▶ TO DO
1. Answer these from the blog post on Bosnia:
(a) What does the post say the Beach Boys called the role the writer is fond of?
(b) Which option does the writer choose, apologizing for the cliche?
(c) What does the writer suggest in place of forgetfulness?
2. According to the blog post on Bosnia, why does the writer advocate mindfulness? Use the post's own reasoning.

BEGIN READING TEXT

I'm a bit flabbergasted about the response to my last post. I have always, and probably always will, contemplated my role in Bosnian society. I don't think anyone's can be strictly or narrowly defined. But there is one role that I am particularly fond of. Simon and Garfunkel called it 'feelin' groovy', the Beach Boys called it 'good vibrations', Seal calls it 'Crazy.'
Anyone who has an intimate relationship with Bosnia (and again, Hercegovina please accept my apologies, you are never, ever forgotten...it's just so much easier to write Bosnia), knows that it can be an exceptionally fucked up place. It's easy and, unfortunately, in our psyche to be skeptical and cynical. Way too easy. But like I've said, I have always seen Bosnia in a much different light. I have no romantic illusions of the place. I know gdje smrdi i gdje mirise and am well aware of the mountains of problems we face. We do, however, always have a choice. Forgive the cliche, but I choose the glass half full option. Well, usually.
I don't think forward progress is possible if we don't set ourselves free from our past. I am not suggesting forgetfulness but rather mindfulness. When I'm mindful, I'm aware. When I'm aware I find it easier to let go of things. We need a big, collective letting go. The more I think about, this whole blog thing of mine may be exactly about that.

END READING TEXT
BEGIN DATA PROVIDED

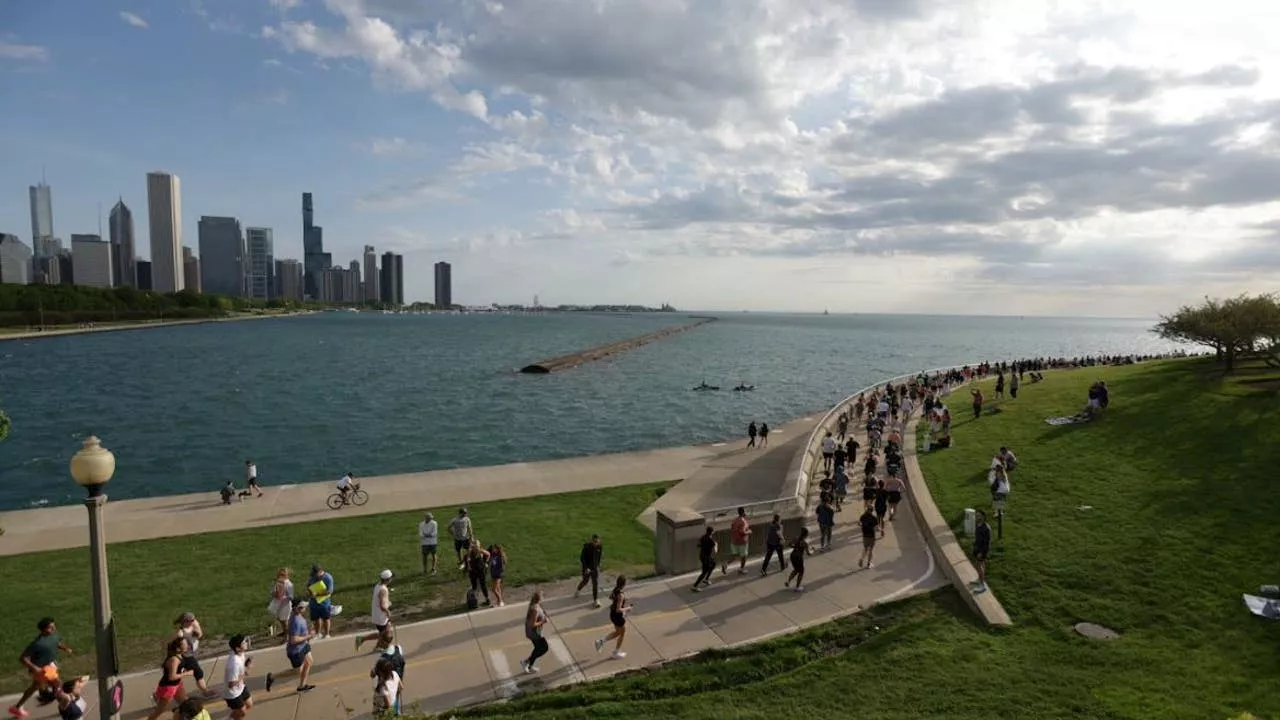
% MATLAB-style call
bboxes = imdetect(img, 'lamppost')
[72,436,123,720]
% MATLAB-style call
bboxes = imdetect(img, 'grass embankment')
[0,483,671,693]
[440,361,1280,720]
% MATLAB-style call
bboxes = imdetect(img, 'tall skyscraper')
[109,197,138,287]
[0,233,32,284]
[197,215,246,297]
[435,261,453,307]
[27,178,56,252]
[244,228,275,300]
[147,172,186,292]
[182,245,205,292]
[365,245,381,302]
[72,234,111,287]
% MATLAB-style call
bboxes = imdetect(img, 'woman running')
[782,528,813,592]
[520,591,550,675]
[595,575,631,660]
[147,637,191,720]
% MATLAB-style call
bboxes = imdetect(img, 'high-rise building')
[274,260,302,300]
[435,261,453,307]
[182,245,205,292]
[365,245,381,302]
[0,233,32,284]
[27,179,56,252]
[71,234,111,287]
[197,215,246,297]
[147,170,186,292]
[109,197,138,287]
[244,228,275,300]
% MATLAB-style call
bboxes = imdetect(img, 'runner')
[147,635,191,720]
[694,525,719,592]
[858,505,878,568]
[520,591,550,675]
[760,514,787,578]
[782,528,813,592]
[573,534,604,607]
[223,635,253,720]
[595,575,631,660]
[9,609,76,717]
[356,570,396,652]
[173,612,216,701]
[449,507,472,571]
[417,512,440,575]
[721,507,751,575]
[266,600,316,693]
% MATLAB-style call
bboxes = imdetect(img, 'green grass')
[0,483,671,692]
[440,360,1280,720]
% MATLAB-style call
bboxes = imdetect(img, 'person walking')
[721,507,751,575]
[223,635,253,720]
[266,600,316,693]
[782,528,813,592]
[417,512,440,575]
[173,612,216,701]
[9,609,76,717]
[356,570,396,652]
[449,507,474,571]
[520,591,550,675]
[573,534,604,607]
[760,514,787,578]
[694,525,719,592]
[595,575,631,660]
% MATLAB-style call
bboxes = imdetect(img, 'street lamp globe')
[72,436,115,495]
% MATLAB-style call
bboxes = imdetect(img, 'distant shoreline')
[0,310,319,342]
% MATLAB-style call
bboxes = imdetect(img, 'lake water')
[0,313,1171,510]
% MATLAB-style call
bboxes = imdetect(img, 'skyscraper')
[27,179,56,252]
[64,234,111,287]
[435,261,453,307]
[147,170,186,292]
[110,197,138,287]
[244,228,275,300]
[365,245,381,302]
[197,215,246,297]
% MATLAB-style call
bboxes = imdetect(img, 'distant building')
[0,233,32,284]
[244,228,275,300]
[147,172,186,292]
[197,215,246,297]
[274,260,302,300]
[182,245,202,292]
[364,245,383,302]
[109,197,138,287]
[435,263,453,307]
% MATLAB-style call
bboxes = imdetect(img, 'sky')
[0,0,1280,316]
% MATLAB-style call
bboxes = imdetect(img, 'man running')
[9,618,76,717]
[356,570,396,652]
[449,507,472,570]
[266,600,316,693]
[417,512,440,575]
[573,534,604,607]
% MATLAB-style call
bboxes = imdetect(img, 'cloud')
[120,10,151,29]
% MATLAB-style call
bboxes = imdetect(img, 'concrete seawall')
[520,318,716,375]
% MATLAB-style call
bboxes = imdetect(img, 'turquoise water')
[0,313,1170,509]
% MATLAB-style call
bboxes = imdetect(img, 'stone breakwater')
[520,318,716,375]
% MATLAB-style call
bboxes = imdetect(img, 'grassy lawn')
[437,360,1280,720]
[0,483,671,693]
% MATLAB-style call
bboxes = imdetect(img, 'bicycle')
[328,486,369,510]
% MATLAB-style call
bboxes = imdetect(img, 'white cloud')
[120,10,151,28]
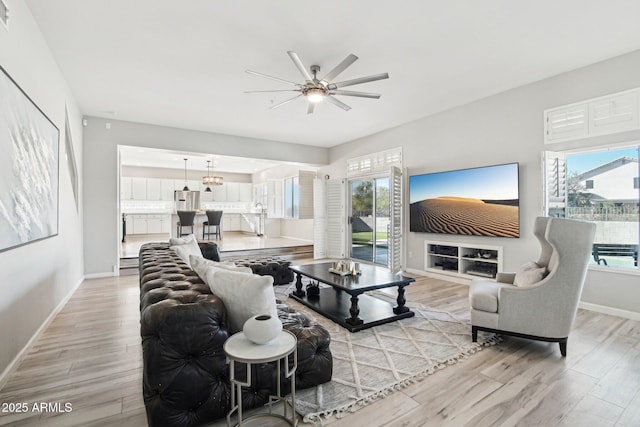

END DATA PROVIDED

▶ RESULTS IN ORDER
1.
(a) 'good vibrations'
(b) The glass half full option
(c) Mindfulness

2. The writer believes forward progress is not possible unless we set ourselves free from the past. Being mindful makes the writer aware, and being aware makes it easier to let go of things. The writer says a big, collective letting go is needed.